Direction A -
Copy the nonstandard analysis post word for word from "[FOM] Nonstandard Analysis" to "non-standard?".
Direction B -
Write the next part of the nonstandard analysis post, picking up after its final sentence.
### Supplied passage
[FOM] Nonstandard Analysis and the Transfer Principle
Robert Lubarsky
Lubarsky.Robert at comcast.net
Sun Dec 23 11:34:37 EST 2012
Sam, your question sounds interesting, but I for one do not understand it.
What is a "classic" nonstandard system? I have a sense of proof-theoretic
strength of an axiom system, but I don't think that's what you mean by
"first-order strength" here. So what does that mean? Are you thinking only
relative to the standard reals, or do you want to relativize the question to
systems non-standard relative to some base system, which could itself be
non-standard?
######
### Supplied material
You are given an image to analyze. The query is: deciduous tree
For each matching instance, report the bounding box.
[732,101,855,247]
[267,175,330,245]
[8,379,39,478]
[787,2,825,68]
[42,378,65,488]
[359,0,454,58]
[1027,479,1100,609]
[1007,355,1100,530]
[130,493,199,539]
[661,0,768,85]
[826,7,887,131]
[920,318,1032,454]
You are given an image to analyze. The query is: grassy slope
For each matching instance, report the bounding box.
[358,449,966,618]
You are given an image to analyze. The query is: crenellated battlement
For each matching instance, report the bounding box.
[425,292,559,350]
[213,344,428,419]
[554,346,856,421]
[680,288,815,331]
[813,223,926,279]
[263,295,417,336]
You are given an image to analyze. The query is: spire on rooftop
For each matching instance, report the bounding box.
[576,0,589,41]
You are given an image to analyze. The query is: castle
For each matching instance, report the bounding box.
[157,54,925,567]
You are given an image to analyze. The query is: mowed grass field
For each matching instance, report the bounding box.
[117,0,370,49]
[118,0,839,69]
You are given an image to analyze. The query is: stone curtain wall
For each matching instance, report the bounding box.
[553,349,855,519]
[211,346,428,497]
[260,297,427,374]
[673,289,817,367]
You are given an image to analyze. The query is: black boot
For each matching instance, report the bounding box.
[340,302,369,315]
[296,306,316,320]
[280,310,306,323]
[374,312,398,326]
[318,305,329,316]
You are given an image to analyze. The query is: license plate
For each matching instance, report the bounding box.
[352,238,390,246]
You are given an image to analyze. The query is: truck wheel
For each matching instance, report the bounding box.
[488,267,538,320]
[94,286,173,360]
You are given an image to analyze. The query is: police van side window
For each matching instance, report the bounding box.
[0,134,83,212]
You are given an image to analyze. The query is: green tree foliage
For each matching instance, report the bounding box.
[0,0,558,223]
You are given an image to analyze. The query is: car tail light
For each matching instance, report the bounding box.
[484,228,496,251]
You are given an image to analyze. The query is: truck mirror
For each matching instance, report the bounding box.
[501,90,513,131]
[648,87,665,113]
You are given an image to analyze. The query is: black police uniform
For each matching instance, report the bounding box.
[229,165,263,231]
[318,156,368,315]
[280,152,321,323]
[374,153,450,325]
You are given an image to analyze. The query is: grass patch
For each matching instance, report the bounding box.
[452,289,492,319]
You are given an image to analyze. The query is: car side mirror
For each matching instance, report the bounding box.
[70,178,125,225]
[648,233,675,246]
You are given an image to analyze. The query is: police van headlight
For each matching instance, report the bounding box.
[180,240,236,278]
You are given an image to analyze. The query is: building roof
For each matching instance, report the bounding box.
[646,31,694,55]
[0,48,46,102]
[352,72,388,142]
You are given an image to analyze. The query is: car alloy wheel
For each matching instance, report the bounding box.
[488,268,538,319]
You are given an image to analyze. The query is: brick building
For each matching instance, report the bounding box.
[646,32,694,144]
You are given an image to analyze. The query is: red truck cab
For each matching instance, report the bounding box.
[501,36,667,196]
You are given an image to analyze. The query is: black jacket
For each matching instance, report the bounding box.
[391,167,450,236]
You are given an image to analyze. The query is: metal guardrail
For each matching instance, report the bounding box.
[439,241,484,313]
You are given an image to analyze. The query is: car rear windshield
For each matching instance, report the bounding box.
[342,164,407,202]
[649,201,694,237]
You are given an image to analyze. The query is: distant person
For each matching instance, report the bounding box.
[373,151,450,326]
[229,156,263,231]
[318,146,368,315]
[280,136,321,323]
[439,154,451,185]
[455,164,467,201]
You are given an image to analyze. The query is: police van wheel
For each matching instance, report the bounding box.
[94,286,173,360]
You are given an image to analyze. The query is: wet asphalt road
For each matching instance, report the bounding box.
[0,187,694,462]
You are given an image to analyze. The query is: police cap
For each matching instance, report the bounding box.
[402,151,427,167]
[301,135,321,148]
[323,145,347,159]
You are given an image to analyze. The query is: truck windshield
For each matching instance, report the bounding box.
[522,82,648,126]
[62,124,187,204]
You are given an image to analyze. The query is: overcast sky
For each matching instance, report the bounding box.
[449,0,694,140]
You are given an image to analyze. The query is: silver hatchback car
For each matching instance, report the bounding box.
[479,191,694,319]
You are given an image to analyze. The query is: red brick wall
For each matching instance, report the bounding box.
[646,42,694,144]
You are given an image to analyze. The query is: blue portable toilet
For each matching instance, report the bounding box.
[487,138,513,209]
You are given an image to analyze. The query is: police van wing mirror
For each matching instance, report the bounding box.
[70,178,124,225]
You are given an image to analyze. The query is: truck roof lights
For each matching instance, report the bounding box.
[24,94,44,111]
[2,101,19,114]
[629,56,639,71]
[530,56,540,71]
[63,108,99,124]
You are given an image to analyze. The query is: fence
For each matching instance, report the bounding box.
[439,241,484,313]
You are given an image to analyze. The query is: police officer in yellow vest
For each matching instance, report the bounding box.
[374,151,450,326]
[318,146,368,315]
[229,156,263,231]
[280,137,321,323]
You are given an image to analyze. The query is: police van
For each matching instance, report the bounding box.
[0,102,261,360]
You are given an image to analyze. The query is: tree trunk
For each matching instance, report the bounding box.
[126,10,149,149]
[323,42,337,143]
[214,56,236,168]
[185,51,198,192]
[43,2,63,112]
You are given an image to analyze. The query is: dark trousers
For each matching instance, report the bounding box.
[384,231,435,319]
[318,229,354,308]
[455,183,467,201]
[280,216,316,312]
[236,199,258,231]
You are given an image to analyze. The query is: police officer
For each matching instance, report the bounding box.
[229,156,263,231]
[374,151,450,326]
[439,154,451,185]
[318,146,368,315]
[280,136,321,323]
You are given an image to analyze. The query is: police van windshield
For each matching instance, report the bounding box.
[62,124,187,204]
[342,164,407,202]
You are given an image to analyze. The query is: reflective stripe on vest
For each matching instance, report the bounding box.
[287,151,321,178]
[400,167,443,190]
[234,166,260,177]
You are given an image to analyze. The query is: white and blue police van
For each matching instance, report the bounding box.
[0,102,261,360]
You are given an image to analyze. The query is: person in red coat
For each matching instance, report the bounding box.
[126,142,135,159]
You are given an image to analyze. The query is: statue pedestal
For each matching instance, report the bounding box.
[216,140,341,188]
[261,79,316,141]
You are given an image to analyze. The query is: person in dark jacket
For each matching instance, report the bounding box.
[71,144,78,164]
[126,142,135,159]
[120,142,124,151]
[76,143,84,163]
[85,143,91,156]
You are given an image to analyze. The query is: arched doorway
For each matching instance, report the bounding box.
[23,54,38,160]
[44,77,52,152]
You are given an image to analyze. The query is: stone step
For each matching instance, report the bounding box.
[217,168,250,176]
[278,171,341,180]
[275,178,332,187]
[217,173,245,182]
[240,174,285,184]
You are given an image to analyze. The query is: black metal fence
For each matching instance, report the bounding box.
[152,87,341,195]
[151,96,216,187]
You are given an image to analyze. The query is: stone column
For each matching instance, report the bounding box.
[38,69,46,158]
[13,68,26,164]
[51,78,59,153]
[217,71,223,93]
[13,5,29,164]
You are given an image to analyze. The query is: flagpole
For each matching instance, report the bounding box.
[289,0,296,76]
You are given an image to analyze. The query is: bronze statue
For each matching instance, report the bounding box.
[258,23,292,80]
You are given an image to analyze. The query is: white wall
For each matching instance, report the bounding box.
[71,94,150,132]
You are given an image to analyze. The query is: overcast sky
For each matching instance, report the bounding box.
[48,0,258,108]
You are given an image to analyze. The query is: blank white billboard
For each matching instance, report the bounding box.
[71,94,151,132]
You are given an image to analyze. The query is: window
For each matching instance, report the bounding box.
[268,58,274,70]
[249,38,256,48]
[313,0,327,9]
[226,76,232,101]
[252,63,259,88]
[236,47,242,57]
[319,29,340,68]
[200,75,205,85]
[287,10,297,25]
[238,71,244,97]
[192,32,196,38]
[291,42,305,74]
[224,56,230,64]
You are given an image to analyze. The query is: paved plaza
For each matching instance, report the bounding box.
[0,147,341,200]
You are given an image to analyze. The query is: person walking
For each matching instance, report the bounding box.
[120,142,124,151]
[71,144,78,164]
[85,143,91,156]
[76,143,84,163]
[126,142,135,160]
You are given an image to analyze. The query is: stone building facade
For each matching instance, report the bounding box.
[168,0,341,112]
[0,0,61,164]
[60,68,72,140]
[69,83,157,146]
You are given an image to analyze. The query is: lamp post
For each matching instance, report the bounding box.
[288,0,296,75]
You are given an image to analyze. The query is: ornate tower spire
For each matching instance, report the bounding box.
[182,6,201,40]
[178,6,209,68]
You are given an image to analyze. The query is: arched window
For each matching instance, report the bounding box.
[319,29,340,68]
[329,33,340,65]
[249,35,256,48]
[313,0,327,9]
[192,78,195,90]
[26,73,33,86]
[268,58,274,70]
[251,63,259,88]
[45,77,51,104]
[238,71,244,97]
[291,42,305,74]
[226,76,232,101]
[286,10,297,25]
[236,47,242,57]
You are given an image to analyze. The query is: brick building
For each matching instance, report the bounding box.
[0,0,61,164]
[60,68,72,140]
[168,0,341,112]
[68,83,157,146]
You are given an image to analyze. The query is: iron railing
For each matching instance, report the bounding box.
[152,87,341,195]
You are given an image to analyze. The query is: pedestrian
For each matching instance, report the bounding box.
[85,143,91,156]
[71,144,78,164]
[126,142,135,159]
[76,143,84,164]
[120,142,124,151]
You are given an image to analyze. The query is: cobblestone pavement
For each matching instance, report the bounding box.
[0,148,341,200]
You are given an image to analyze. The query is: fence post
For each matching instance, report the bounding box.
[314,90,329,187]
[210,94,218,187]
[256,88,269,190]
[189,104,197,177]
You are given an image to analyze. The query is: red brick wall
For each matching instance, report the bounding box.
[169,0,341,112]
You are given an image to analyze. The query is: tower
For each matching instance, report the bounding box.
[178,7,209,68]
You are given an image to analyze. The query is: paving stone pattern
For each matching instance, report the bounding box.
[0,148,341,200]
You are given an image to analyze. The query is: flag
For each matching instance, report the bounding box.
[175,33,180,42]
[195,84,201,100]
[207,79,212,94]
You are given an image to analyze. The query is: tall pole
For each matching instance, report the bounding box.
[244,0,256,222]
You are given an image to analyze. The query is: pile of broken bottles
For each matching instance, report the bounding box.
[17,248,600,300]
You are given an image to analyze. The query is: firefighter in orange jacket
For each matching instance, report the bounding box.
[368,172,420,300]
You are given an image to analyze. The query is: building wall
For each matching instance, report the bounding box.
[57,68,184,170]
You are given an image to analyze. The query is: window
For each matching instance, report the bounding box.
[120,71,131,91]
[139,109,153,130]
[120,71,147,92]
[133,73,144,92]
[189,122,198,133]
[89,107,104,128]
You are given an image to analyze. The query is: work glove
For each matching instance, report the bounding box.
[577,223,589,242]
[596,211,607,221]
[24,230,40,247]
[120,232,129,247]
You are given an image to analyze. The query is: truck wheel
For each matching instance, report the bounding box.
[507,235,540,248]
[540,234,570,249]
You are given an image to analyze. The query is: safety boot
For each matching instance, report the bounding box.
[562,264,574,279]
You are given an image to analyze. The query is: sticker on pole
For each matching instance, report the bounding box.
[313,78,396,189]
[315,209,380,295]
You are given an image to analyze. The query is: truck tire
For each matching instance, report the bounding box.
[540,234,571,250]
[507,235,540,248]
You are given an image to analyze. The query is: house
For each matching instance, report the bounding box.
######
Expected answer A -
[FOM] Nonstandard Analysis and the Transfer Principle
Robert Lubarsky
Lubarsky.Robert at comcast.net
Sun Dec 23 11:34:37 EST 2012
Sam, your question sounds interesting, but I for one do not understand it.
What is a "classic" nonstandard system? I have a sense of proof-theoretic
strength of an axiom system, but I don't think that's what you mean by
"first-order strength" here. So what does that mean? Are you thinking only
relative to the standard reals, or do you want to relativize the question to
systems non-standard relative to some base system, which could itself be
non-standard?

Expected answer B -
Bob Lubarsky
-----Original Message-----
From: fom-bounces at cs.nyu.edu [mailto:fom-bounces at cs.nyu.edu] On Behalf Of
Sam Sanders
Sent: Monday, December 17, 2012 7:23 AM
To: Foundations of Mathematics
Subject: [FOM] Nonstandard Analysis and the Transfer Principle
Dear members of the FOM,
One of the ways to obtain a nonstandard extension of the real numbers is via
the well-known ultrafilter construction. The transfer principle is then a
consequence of Los's Theorem. However, weak nonstandard systems do not
necessarily satisfy the transfer principle.
I was wondering how strong a (classic) nonstandard system can be (in terms
of first-order strength) without proving the transfer principle? Examples
are welcome.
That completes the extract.